Retype the lines below without alteration, everything from the start of the lines down to the line containing "point(174, 84)", both ends included. Leave the pictures out of your answer.

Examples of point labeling
========================================================================
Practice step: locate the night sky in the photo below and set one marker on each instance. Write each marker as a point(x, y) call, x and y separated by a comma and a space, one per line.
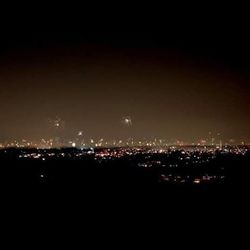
point(178, 84)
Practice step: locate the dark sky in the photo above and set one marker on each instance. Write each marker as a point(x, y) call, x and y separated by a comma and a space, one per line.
point(174, 84)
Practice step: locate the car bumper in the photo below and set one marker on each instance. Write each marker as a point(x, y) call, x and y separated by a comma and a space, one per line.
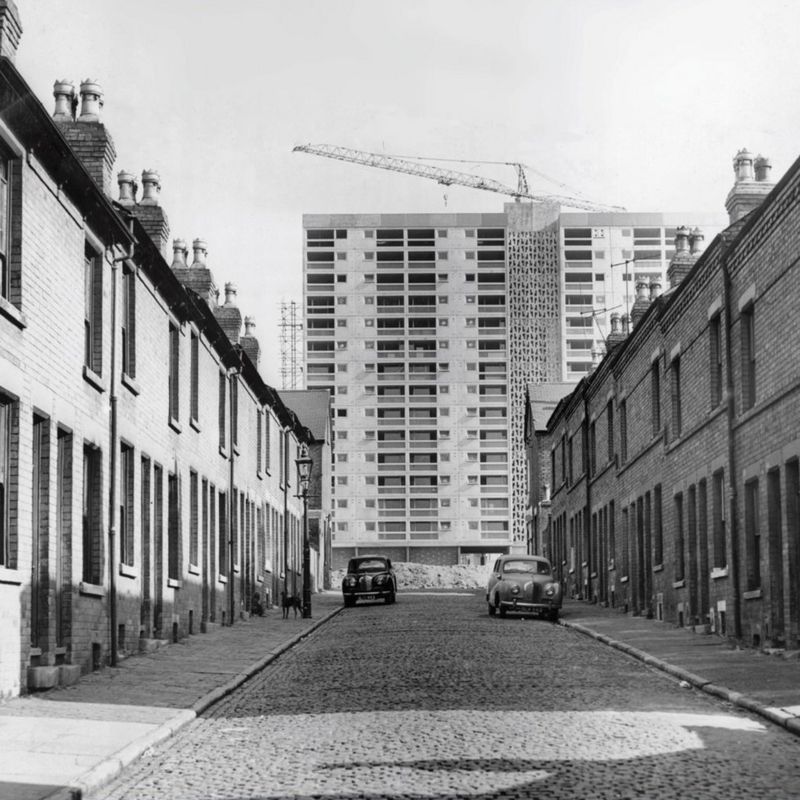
point(375, 594)
point(521, 605)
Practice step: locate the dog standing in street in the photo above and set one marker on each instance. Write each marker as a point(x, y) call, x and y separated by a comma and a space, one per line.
point(290, 601)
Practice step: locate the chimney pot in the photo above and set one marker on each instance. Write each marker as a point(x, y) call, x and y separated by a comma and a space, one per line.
point(64, 93)
point(127, 188)
point(743, 165)
point(682, 239)
point(200, 252)
point(763, 167)
point(151, 186)
point(179, 251)
point(655, 290)
point(91, 101)
point(697, 241)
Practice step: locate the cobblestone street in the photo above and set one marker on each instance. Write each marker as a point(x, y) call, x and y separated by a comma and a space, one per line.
========================================================================
Answer:
Practice step: locate the night sky in the photo below and set one marker on each instance. Write each marker as a point(x, y) call, x and y separated by a comma and a space, one per line.
point(178, 84)
Practice step: locate the dark sky in the photo above and set one marker on each instance. Write each marker as a point(x, y) call, x and y separated by a comma and a space, one per line.
point(174, 84)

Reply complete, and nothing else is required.